■ What is asked: Please count how many lines of the material below contain the string "tripod", matching case exactly, and give only that number.

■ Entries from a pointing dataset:

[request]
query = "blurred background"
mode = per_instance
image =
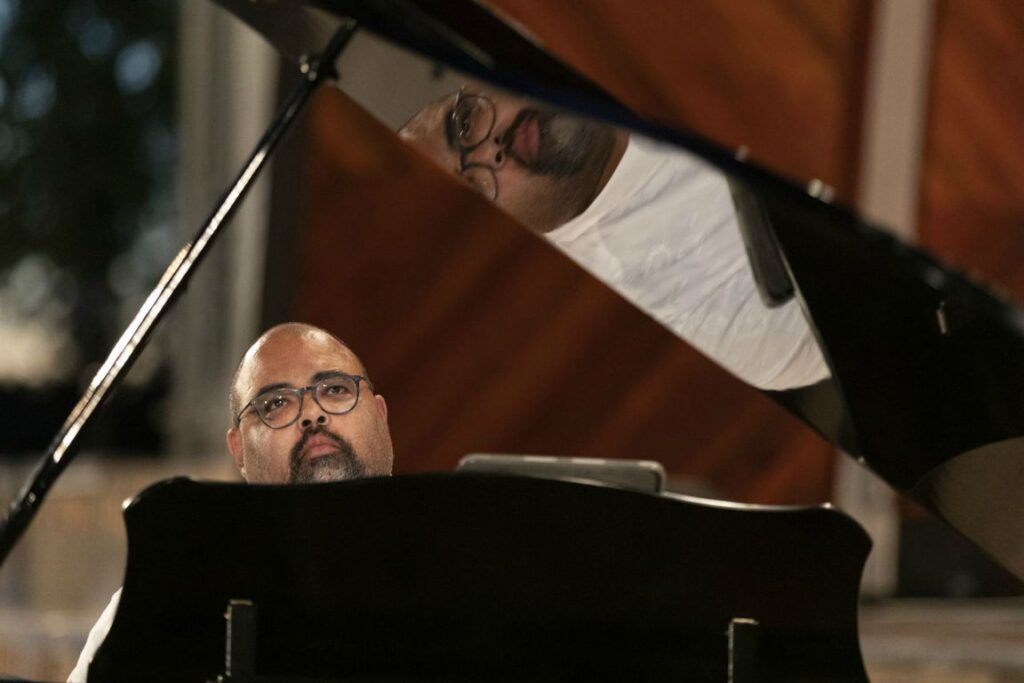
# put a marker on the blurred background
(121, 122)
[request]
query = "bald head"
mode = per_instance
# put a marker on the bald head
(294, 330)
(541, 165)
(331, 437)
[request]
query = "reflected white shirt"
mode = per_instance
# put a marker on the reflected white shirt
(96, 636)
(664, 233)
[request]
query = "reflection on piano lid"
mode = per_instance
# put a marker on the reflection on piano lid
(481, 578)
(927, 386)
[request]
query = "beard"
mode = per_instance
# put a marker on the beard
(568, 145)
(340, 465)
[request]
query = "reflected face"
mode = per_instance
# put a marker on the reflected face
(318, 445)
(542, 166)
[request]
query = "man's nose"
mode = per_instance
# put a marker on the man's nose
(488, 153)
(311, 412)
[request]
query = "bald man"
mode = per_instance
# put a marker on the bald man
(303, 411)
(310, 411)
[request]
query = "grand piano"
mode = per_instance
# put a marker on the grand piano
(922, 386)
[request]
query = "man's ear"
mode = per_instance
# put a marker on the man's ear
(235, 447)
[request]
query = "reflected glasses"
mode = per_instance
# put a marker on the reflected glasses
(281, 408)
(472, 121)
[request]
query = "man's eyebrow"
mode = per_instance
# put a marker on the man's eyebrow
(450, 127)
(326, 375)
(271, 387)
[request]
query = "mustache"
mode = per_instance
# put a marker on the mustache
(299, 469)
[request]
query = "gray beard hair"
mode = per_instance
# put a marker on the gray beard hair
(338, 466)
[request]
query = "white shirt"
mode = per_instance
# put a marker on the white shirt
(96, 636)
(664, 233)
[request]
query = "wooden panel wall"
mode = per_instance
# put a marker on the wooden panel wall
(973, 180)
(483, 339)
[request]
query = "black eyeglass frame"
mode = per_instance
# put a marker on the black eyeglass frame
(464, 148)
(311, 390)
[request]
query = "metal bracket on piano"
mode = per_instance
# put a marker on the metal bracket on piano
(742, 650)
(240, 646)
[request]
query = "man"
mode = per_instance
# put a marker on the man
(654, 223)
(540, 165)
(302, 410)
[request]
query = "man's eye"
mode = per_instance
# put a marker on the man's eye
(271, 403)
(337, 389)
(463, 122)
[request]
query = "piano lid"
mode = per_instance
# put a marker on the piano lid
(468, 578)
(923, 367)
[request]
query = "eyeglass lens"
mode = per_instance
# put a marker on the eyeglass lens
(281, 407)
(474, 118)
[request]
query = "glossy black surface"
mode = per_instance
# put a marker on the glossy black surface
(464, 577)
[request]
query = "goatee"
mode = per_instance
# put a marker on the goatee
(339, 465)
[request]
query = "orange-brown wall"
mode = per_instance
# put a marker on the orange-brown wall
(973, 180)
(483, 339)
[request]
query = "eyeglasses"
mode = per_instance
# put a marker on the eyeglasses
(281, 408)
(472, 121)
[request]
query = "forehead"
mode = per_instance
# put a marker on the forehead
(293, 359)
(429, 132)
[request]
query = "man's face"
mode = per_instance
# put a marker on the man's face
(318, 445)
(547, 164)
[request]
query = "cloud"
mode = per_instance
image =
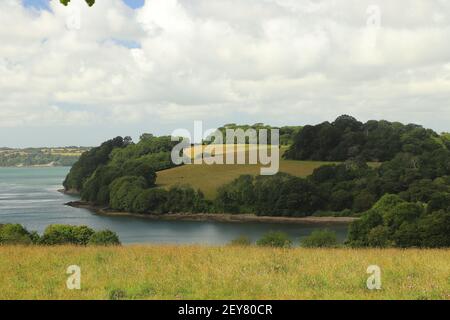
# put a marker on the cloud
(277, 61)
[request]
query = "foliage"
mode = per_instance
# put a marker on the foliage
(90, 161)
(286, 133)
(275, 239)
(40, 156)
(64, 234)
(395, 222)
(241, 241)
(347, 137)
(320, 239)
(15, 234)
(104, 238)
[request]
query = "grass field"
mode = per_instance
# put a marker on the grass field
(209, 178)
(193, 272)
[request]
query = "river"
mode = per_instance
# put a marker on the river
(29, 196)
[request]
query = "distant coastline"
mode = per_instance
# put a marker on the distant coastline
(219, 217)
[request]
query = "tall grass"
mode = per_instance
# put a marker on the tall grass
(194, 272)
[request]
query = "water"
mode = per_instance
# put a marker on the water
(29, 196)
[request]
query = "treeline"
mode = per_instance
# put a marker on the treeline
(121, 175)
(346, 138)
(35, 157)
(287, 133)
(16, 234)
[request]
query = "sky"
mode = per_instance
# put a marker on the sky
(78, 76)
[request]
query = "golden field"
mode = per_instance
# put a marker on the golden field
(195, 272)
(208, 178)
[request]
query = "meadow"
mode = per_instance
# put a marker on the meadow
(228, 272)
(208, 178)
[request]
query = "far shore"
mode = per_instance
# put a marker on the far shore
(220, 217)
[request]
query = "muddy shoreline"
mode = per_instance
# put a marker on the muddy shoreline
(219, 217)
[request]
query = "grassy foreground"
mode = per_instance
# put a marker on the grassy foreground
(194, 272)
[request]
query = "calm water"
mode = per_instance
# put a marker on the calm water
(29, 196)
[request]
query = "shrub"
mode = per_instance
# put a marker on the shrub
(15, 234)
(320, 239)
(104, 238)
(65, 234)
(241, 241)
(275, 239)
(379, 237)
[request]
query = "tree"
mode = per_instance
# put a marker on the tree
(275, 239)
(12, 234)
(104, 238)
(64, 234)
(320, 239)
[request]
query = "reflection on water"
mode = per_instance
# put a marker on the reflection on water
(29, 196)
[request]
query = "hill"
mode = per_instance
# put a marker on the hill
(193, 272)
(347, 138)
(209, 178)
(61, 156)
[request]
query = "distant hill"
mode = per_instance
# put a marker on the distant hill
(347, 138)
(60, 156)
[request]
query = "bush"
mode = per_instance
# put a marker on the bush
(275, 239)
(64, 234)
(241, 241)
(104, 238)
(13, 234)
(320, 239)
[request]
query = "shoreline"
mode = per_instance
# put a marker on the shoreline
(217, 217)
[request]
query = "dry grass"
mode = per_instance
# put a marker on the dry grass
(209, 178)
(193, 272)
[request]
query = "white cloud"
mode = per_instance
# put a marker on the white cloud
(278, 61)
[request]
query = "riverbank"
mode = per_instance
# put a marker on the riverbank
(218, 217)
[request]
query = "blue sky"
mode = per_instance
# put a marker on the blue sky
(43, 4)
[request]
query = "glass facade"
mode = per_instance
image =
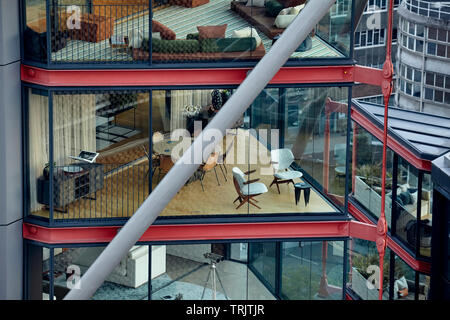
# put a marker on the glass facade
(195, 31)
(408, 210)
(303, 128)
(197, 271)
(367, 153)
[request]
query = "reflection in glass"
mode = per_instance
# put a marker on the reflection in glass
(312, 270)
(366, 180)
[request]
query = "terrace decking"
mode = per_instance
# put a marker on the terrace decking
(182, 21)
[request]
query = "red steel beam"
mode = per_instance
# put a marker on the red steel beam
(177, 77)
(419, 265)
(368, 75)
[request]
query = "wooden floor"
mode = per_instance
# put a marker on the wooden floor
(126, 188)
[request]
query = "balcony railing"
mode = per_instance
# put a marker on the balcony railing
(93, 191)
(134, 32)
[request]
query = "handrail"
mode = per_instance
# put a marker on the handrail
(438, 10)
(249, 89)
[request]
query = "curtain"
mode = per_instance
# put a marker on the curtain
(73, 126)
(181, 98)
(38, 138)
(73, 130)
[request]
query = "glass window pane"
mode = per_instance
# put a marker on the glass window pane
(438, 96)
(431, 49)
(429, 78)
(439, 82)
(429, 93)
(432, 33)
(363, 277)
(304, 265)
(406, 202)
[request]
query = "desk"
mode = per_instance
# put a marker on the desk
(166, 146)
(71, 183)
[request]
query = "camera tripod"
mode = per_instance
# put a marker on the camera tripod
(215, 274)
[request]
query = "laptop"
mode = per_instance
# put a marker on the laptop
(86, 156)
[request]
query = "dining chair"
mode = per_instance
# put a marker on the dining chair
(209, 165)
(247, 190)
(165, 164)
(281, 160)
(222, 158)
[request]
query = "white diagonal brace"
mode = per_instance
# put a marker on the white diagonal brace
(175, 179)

* * *

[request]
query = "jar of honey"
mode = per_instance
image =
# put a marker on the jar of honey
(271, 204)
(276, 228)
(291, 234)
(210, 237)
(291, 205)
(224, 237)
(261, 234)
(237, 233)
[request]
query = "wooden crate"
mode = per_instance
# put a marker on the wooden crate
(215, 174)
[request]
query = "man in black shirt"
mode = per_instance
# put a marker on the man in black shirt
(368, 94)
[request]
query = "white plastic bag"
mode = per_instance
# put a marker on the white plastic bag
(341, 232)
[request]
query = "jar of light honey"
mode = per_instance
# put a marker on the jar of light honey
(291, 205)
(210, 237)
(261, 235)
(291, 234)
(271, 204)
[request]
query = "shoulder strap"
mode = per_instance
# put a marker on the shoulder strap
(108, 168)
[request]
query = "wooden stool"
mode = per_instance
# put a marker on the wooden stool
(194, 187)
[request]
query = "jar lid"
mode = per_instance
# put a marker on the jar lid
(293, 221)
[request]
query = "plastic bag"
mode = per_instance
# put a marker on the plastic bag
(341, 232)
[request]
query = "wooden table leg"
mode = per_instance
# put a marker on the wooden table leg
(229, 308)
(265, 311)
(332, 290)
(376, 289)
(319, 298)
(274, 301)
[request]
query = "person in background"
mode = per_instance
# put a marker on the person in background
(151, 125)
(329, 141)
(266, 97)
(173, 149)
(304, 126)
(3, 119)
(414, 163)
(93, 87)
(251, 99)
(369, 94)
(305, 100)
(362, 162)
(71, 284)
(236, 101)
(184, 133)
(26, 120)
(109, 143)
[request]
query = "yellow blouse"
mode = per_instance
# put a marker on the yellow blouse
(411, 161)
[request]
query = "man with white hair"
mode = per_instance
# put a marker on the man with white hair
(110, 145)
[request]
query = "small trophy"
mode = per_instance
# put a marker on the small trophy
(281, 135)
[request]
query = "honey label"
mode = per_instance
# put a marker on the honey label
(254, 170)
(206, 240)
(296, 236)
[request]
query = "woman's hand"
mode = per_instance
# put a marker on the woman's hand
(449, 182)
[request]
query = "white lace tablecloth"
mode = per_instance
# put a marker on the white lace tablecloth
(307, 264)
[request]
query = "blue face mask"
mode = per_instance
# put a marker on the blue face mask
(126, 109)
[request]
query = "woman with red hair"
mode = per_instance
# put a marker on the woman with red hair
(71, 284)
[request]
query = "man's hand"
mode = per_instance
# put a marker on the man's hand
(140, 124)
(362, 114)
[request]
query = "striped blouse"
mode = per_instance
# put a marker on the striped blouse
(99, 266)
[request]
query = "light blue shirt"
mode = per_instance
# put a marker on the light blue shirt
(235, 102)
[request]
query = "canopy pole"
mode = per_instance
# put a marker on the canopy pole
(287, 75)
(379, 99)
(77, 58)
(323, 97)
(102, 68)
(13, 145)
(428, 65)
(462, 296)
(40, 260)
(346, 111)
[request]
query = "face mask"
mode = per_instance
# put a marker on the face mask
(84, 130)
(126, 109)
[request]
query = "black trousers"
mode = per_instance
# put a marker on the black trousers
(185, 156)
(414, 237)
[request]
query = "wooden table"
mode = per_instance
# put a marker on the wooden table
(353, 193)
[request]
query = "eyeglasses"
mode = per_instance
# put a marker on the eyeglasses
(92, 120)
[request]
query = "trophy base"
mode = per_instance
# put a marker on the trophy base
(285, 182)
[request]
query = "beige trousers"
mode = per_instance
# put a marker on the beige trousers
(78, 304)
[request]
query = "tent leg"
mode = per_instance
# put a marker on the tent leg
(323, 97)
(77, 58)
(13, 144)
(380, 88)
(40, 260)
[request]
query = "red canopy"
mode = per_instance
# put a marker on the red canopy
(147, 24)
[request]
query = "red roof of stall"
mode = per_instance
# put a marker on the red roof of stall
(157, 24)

...

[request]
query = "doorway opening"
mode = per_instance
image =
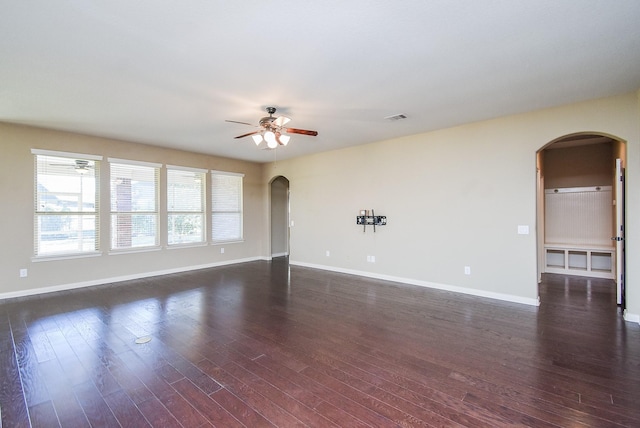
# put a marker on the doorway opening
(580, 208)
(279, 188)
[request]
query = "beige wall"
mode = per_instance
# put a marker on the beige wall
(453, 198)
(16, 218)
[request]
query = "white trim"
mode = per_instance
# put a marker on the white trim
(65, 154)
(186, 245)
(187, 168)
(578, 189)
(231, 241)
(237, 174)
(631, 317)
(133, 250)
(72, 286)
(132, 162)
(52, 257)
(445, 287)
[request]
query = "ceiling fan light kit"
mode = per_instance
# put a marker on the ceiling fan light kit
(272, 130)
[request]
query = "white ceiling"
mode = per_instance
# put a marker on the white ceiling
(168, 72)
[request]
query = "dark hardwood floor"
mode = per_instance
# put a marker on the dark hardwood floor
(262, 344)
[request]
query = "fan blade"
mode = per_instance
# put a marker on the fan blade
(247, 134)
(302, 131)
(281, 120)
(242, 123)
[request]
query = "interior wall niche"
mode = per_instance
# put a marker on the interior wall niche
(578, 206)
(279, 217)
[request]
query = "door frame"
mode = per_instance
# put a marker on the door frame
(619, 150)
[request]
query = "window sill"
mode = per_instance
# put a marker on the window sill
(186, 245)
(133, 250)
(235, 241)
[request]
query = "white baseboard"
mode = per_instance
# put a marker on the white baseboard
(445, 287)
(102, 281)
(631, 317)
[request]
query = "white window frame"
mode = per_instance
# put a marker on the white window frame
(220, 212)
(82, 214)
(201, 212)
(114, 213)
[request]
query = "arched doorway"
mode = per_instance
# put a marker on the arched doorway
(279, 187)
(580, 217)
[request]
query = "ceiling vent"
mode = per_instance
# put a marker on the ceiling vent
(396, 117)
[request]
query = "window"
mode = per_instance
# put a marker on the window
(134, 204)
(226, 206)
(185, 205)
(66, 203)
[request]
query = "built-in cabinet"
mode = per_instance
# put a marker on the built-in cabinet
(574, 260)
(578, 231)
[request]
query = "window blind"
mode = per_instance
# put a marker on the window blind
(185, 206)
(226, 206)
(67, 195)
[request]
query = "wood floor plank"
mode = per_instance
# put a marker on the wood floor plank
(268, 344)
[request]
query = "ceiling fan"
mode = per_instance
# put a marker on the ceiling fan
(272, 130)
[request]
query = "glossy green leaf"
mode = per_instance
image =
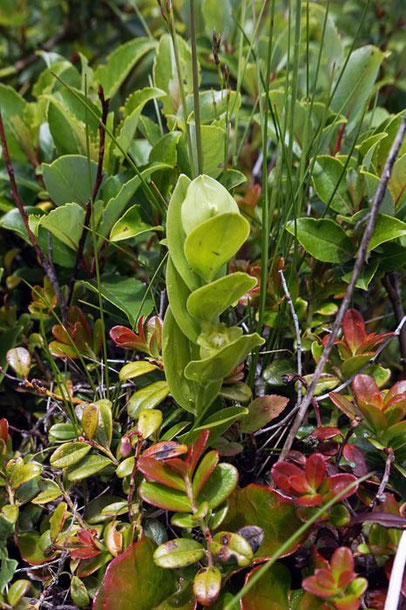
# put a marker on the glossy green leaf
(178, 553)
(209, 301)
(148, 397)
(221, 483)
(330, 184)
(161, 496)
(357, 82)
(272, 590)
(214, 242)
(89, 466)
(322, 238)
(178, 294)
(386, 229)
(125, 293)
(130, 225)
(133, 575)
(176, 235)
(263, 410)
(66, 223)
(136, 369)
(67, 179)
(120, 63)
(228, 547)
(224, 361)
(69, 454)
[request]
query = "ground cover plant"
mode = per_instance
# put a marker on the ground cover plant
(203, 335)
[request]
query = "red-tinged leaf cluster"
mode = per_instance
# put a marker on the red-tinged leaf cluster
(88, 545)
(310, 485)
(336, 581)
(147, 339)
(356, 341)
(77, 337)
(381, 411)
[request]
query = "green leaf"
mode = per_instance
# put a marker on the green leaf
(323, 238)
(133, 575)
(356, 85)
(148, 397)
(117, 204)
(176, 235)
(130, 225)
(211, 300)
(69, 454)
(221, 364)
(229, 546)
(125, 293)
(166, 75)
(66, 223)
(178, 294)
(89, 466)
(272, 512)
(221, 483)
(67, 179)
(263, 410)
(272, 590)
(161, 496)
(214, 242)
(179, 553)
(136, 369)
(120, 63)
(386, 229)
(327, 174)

■ Answer to this task: 2